#### WHAT NEEDS TO BE DONE:
Your task is to copy the listing exactly, with the pictures left out.

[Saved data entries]
** Start **

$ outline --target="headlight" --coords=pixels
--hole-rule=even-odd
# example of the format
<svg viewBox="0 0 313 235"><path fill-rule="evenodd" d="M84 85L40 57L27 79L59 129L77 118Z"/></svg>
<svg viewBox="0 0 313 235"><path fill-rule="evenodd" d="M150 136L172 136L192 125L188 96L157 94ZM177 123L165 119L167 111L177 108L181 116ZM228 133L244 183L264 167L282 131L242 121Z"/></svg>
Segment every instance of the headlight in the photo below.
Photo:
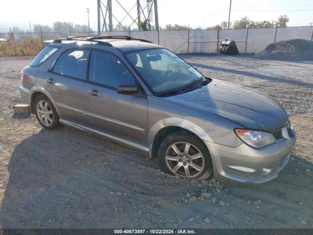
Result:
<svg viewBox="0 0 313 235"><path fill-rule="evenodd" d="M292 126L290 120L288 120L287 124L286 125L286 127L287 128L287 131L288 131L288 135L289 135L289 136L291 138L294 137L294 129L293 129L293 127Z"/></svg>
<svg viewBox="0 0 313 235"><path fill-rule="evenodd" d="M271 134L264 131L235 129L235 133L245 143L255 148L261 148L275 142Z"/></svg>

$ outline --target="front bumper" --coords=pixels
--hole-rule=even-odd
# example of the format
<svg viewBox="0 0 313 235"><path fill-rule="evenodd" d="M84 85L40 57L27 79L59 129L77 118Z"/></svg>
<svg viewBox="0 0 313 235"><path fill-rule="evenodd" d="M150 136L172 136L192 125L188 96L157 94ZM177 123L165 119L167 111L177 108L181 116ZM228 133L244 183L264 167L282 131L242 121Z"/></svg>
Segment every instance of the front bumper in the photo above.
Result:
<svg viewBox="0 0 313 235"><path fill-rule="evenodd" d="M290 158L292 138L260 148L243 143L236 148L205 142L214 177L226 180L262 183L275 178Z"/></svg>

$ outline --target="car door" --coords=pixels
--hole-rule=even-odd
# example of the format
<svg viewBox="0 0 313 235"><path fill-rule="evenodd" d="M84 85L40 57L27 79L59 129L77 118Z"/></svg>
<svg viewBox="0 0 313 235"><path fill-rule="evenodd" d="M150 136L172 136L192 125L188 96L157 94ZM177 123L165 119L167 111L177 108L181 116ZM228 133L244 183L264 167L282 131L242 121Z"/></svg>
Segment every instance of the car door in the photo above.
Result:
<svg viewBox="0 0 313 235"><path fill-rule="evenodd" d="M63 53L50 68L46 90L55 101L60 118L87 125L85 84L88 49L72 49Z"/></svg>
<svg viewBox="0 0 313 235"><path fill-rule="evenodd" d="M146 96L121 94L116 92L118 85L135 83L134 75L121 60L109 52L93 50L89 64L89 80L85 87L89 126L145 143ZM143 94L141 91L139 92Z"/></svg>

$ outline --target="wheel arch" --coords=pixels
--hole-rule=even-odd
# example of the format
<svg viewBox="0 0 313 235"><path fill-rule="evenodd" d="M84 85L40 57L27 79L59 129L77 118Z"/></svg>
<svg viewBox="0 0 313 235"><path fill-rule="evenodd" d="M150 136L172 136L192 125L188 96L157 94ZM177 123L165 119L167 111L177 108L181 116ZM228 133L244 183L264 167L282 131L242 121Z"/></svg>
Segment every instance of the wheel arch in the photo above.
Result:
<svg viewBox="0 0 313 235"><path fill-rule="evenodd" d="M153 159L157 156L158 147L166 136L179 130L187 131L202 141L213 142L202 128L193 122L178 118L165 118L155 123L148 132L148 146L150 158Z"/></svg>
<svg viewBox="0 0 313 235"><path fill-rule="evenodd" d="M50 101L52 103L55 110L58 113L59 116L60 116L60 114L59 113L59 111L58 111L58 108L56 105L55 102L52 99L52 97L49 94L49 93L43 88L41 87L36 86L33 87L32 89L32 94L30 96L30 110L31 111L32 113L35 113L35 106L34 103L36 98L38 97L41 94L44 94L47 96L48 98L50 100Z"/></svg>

** End **

#### ANSWER TO THIS EXERCISE:
$ outline --target="headlight" --coords=pixels
--hole-rule=even-odd
# example of the format
<svg viewBox="0 0 313 235"><path fill-rule="evenodd" d="M84 85L40 57L27 79L59 129L77 118Z"/></svg>
<svg viewBox="0 0 313 235"><path fill-rule="evenodd" d="M150 136L172 136L192 125L188 96L157 94ZM177 123L165 119L167 111L177 108L181 116ZM228 133L244 183L264 167L282 131L242 121Z"/></svg>
Segment every instance of the headlight in the photo below.
Photo:
Result:
<svg viewBox="0 0 313 235"><path fill-rule="evenodd" d="M292 126L290 120L288 120L287 124L286 125L286 127L287 128L287 131L288 131L288 135L289 135L289 136L291 138L294 137L294 129L293 129L293 127Z"/></svg>
<svg viewBox="0 0 313 235"><path fill-rule="evenodd" d="M271 134L264 131L235 129L235 133L245 143L255 148L261 148L275 142Z"/></svg>

$ outline --target="front bumper" --coords=pixels
--hole-rule=even-odd
# example of the format
<svg viewBox="0 0 313 235"><path fill-rule="evenodd" d="M84 85L40 57L27 79L59 129L77 118Z"/></svg>
<svg viewBox="0 0 313 235"><path fill-rule="evenodd" d="M150 136L172 136L192 125L188 96L157 94ZM177 123L165 119L167 111L177 108L181 116ZM228 133L244 183L264 167L282 131L242 121Z"/></svg>
Segment every instance of the front bumper in the photo above.
Result:
<svg viewBox="0 0 313 235"><path fill-rule="evenodd" d="M290 158L292 138L260 148L243 143L236 148L205 142L214 177L226 180L262 183L275 178Z"/></svg>

$ outline --target="car door" --coords=pixels
--hole-rule=even-odd
# example of the format
<svg viewBox="0 0 313 235"><path fill-rule="evenodd" d="M84 85L40 57L27 79L59 129L77 118Z"/></svg>
<svg viewBox="0 0 313 235"><path fill-rule="evenodd" d="M150 136L172 136L192 125L188 96L157 94ZM177 123L165 119L167 111L177 108L181 116ZM228 133L244 183L264 167L282 131L242 121Z"/></svg>
Segment every instance of the car door in the photo above.
Result:
<svg viewBox="0 0 313 235"><path fill-rule="evenodd" d="M63 53L50 68L46 90L55 101L60 118L87 125L85 84L88 49L72 49Z"/></svg>
<svg viewBox="0 0 313 235"><path fill-rule="evenodd" d="M146 96L121 94L116 92L118 85L135 83L134 75L121 60L109 52L93 50L89 64L89 80L85 87L89 126L145 143ZM143 94L141 91L139 92Z"/></svg>

$ outline --target="wheel arch" --coords=pixels
--hole-rule=even-odd
# example of the format
<svg viewBox="0 0 313 235"><path fill-rule="evenodd" d="M84 85L40 57L27 79L59 129L77 118Z"/></svg>
<svg viewBox="0 0 313 235"><path fill-rule="evenodd" d="M150 136L172 136L192 125L188 96L157 94ZM177 123L165 119L167 111L177 108L181 116ZM228 133L244 183L264 167L282 131L242 121Z"/></svg>
Segment every instance of the wheel arch in the photo above.
Result:
<svg viewBox="0 0 313 235"><path fill-rule="evenodd" d="M153 159L157 156L158 147L166 136L179 130L187 131L202 141L213 142L202 128L193 122L178 118L165 118L155 123L148 132L148 146L150 158Z"/></svg>
<svg viewBox="0 0 313 235"><path fill-rule="evenodd" d="M50 101L52 103L55 110L58 113L59 116L60 116L60 114L59 113L59 111L58 111L58 108L56 105L55 102L52 99L52 97L49 94L49 93L43 88L41 87L36 86L33 87L32 89L32 94L30 96L30 110L31 111L32 113L35 113L35 106L34 103L36 98L38 97L41 94L44 94L47 96L48 98L50 100Z"/></svg>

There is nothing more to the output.